§ **Listed entries**
..............................

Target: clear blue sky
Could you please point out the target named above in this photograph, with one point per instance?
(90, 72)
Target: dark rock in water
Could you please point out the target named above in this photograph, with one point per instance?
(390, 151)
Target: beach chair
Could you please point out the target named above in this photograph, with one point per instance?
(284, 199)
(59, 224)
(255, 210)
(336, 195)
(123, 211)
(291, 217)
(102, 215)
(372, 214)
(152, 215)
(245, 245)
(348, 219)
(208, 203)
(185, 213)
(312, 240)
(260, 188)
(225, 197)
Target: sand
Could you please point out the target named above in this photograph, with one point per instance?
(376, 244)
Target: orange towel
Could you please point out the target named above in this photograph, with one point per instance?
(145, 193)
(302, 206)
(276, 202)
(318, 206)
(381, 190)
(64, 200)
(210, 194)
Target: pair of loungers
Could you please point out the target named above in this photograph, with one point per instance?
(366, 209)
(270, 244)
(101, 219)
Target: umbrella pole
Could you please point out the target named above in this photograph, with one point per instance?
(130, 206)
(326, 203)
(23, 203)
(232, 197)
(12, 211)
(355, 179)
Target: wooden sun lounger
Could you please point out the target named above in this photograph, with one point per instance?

..............................

§ **Instruction**
Copy the records again, requests included, starting at the line containing "Target: umbrella pole" and ending at the last line of the records. Offset each coordinate in the answers by adding 4 to it.

§ **Task response**
Target: umbrella pole
Could you please point out the target named above in this photograph, with one point per instance?
(134, 210)
(330, 207)
(27, 207)
(236, 201)
(16, 215)
(359, 183)
Target: wooden sun lounger
Could you please point out the target named above in this photograph, with one point per instance?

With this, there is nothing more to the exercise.